• FRAGMENTO DEL TEXTO

+===+

Paysandú, Miércoles 15 de Octubre de 2014
Opinion | 13 Oct Más allá de concepciones ideológicas que en posturas radicales de izquierda suelen obrar como venda para negarse a ver la realidad, a esta altura del tercer milenio no es un secreto para nadie que la iniciativa privada es el motor de la economía y el desarrollo, por su dinámica, la búsqueda de la eficiencia y la productividad, que son a la vez premisas para la subsistencia de la empresa en un mercado de libre competencia.
Igualmente, en nuestro país se mantienen resabios que provienen desde los albores del siglo pasado, cuando el intervencionismo y la omnipresencia del Estado en diversas áreas de actividad, metido a empresario, generó una cultura del Estado benefactor y paternalista que fue –lamentablemente todavía lo es-- el principal proveedor de empleo y sobre todo generador de burocracia.
En un Estado moderno, los desafíos y más aún las necesidades pasan por administrar eficientemente los recursos que proveen los sectores reales de la economía, promover y hacer las veces de catalizador de las inversiones para generar desarrollo en áreas estratégicas y a la vez ocuparse de atender sectores en los que el sector privado no actúa por la falta de rentabilidad y por ende se compromete su subsistencia.

+===+

• DATOS RECOPILADOS
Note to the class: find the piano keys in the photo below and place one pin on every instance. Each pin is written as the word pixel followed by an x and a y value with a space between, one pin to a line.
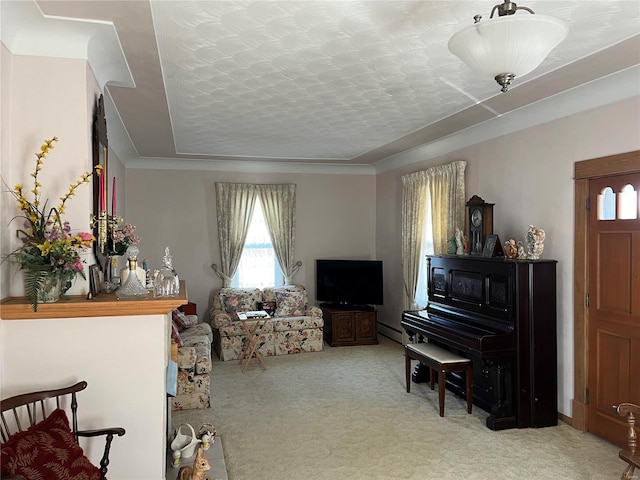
pixel 501 314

+===+

• OBJETIVO DEL EJERCICIO
Transcribe literalmente el pasaje del artículo de opinión que comienza en las palabras "En un Estado" y termina después de "compromete su subsistencia.".

• RESPUESTA
En un Estado moderno, los desafíos y más aún las necesidades pasan por administrar eficientemente los recursos que proveen los sectores reales de la economía, promover y hacer las veces de catalizador de las inversiones para generar desarrollo en áreas estratégicas y a la vez ocuparse de atender sectores en los que el sector privado no actúa por la falta de rentabilidad y por ende se compromete su subsistencia.